▶ _Document text_:
————

Yet God is doing something magnificent, so much so that Paul can only express it:

 

What no eye has seen, nor ear heard, nor the heart of man imagined, what God has prepared for those who love him (1 Corinthians 2:9).

 

We might be careful not to take Romans 8:28 and view it as a promise that we will eventually get what we want, though sidetracked for the time-being.  We will then be tempted to measure whether or not God has kept His promise based upon whether or not we approve of the way things have worked out.

The “good” of which Paul writes is a good determined by God.  As we shall see in the verses to come, that good certainly includes the very personal and (to borrow from Paul) unimaginable ouk anebe (lit. beyond our thoughts) preparations of God.  But unless we are moved to lay aside our own paltry definitions of “good” this glorious verse will lose its weight.

Not to be corny, but I can’t help think of the speech William Wallace gives the soldiers as they look across the battlefield, drawing the conclusion that they are about to be slaughtered.  And why—that the nobles can have more land?  Wallace convinces them that there is something greater than the nobles, greater than preserving the extension of their own lives.  He makes the great speech for freedom.  It is with an enlightened recognition of this greater thing that they fight like “warrior poets.”  Have we been convinced of what the “good” is to which all things are being cinched?

————

▶ _Data for review_:
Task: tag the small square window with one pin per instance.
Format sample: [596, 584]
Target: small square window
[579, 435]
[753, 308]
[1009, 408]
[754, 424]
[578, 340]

————

▶ _Work task A_:
In the commentary on Romans 8:28, what literal meaning is given for the phrase ouk anebe?
▶ _Work task B_:
Translate this sentence from the commentary on Romans 8:28 into Spanish: "We will then be tempted to measure whether or not God has kept His promise based upon whether or not we approve of the way things have worked out."
▶ _Work task C_:
Continue the commentary on Romans 8:28 from its last sentence.

▶ _Written response A_:
Beyond our thoughts.

▶ _Written response B_:
Entonces tendremos la tentación de medir si Dios ha cumplido o no Su promesa según aprobemos o no la manera en que las cosas han resultado.

▶ _Written response C_:
 

Lovers of God

 

When Paul writes that the recipients of this “good” are those that love God, it is just another way of denoting those who are Christians.  This becomes clear with the phrase which accompanies it, “those who are called according to His purpose.”  The “call” here being the effectual calling of God.  It is not the outward call but the inward call—that irresistible call which transforms a heart of stone to a heart of flesh (Ezekiel 36:26) and opens blind eyes (John 9:25).

It is a great, comforting and glorious truth that all things work together for good.  It is equally true that those who trust in Christ can rest in the assurance that they are the unique beneficiaries of all these things which are working together for good.  But what is this “good?”  Is it the job I want, the family I desire, is it health, friendships, reputation, respect? 

Shortly, Paul will begin a thought with the words “What then shall we say to these things” (Romans 8:31)?  Then he will give his own speech—a speech that in my opinion is virtually unparalleled in terms of depth and encouragement.  In that speech he sets the temporal, historical and stark reality of “being killed” and “regarded as sheep to be slaughtered” against the eternal and spiritual reality of being “more than conquerors through Him who loved us.”  What is this “good” that God is accomplishing that can yield, that can justify, such a statement?  We will pursue that more fully next time.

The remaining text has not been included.